**About this exercise:** Each record that follows must be given again without alteration.

**Natural language region descriptions:**
________________________________________

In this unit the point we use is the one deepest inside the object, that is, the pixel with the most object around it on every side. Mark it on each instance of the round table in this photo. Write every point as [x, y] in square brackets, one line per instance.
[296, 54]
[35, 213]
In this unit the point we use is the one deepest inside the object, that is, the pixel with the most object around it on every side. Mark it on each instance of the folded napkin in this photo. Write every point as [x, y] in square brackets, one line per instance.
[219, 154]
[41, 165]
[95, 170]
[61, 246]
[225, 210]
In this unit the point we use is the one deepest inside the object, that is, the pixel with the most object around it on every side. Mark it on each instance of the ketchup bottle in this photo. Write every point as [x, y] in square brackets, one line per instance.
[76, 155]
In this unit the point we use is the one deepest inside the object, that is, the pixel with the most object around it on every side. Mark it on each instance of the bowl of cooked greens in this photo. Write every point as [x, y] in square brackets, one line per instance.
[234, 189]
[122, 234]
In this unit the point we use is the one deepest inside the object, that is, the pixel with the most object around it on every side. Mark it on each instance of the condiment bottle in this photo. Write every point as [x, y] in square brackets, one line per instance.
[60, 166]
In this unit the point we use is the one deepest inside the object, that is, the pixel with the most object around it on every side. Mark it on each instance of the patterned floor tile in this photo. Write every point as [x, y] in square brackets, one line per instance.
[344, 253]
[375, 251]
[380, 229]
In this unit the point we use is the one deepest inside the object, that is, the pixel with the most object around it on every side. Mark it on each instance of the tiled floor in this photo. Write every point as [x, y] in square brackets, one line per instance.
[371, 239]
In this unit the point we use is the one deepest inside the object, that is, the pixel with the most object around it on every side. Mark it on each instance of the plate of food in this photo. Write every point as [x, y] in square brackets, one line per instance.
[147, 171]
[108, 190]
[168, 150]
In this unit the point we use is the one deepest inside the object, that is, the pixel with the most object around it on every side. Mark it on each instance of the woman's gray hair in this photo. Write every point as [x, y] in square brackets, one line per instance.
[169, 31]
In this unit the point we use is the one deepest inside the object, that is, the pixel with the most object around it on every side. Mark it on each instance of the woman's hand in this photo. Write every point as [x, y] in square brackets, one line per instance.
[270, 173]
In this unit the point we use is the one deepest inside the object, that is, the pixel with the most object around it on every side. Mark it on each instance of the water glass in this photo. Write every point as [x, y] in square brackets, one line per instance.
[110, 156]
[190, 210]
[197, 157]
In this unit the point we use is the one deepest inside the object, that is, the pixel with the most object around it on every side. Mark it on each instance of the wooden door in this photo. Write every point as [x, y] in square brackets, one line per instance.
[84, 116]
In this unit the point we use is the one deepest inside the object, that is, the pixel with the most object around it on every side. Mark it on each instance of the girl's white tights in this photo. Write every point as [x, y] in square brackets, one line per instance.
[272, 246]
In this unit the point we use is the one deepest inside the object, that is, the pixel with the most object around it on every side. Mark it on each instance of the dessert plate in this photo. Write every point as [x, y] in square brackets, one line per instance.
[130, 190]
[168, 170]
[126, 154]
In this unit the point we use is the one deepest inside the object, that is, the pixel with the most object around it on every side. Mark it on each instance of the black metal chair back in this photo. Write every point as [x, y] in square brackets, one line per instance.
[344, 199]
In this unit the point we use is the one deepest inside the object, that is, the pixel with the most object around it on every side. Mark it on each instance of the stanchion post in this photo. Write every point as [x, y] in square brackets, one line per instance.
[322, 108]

________________________________________

**Expected answer:**
In this unit the point we use is the one deepest inside the object, that is, the pixel with the most object around it on every side. Mark it on each instance of the round table in this photo. Write every point as [x, y] in square brackets, one line per instance.
[296, 54]
[35, 213]
In this unit the point we use is the one deepest inside the object, that is, the pixel with the most object around it on every side. Mark it on each instance of the folded napkin in this photo. Write every point as [x, y] in square brackets, one line per instance.
[219, 154]
[41, 165]
[95, 170]
[61, 246]
[225, 210]
In this unit the point we use is the one deepest inside the object, that is, the pixel with the most object around it on every side. Mark it on each instance of the ketchup bottle in this photo. Write every point as [x, y] in square brackets, one line per instance.
[76, 155]
In this unit the point we use is the one deepest inside the object, that is, the pixel with the most object around it on every side. Mark it on each instance of the bowl of cooked greens in this photo. Write every point as [x, y] in square brackets, one line per instance.
[234, 189]
[122, 234]
In this unit the point we use is the one deepest inside the object, that is, the pixel with the most object around it on every side. Mark it on each instance of the condiment bottle in this photo. Write every point as [x, y] in square brackets, one line per instance.
[60, 166]
In this unit the point we use is the one deepest inside the object, that is, the pixel with the most object around it on every side. Mark it on each instance of the patterned floor tile in this photo. Write every point as [x, y] in square brackets, one line per instance.
[344, 253]
[375, 251]
[380, 229]
In this unit the point we use is the one deepest inside the object, that is, the pixel with the most object around it on every side. Mark it on each instance of the tiled floor in this photo. Write every point as [x, y] in square brackets, one line per instance.
[371, 239]
In this unit the point we use is the one deepest inside the object, that is, the pixel with the most object around it on every side. Mark it on each instance of the plate of food in this photo. Write every point as [x, y] in square brackets, one line per instance.
[147, 171]
[108, 190]
[168, 150]
In this unit the point we use is the one deepest inside the object, that is, the pixel with the most object around it on every side. Mark it on each instance of the woman's gray hair in this photo. Write every point as [x, y] in square brackets, one line per instance.
[169, 31]
In this unit the point we use is the one deepest inside the object, that is, the pixel with the most object around it on every side. Mark it on each instance of the woman's hand in this photo. Write every point as [x, y] in square brackets, one line per instance.
[270, 173]
In this unit the point we use is the one deepest inside the object, that is, the pixel with the most object around it on every side. Mark it on each instance of the water glass in this photo. Write every point as [x, y] in square brackets, one line per instance.
[110, 156]
[190, 210]
[197, 157]
In this unit the point we use is the one deepest inside the object, that is, the pixel with the most object around it on every side. Mark it on each instance of the wooden door in this photo. Write every point as [x, y] in square brackets, one line per instance.
[84, 116]
In this unit the point we use is the one deepest inside the object, that is, the pixel with the most object around it on every side. Mark it on each instance of the girl's white tights in this photo. Write every point as [x, y] in square brackets, one line per instance.
[272, 246]
In this unit the point we use is the one deepest inside the object, that is, the pixel with the most object around it on every side. Mark it on each instance of the dessert plate in this photo. Write every point as [x, y] in square brackets, one line per instance.
[130, 190]
[168, 170]
[126, 154]
In this unit the point we use is the one deepest inside the object, that is, the pixel with the most object around it on every side. Mark it on each instance of the black metal chair back in this photo. Write every point as [x, y] in square brackets, one line per instance.
[344, 199]
In this unit the point we use is the one deepest inside the object, that is, the pixel with the most object around it on every side. Mark it on each instance of the stanchion post in this photo. Write every point as [x, y] in square brackets, one line per instance.
[322, 108]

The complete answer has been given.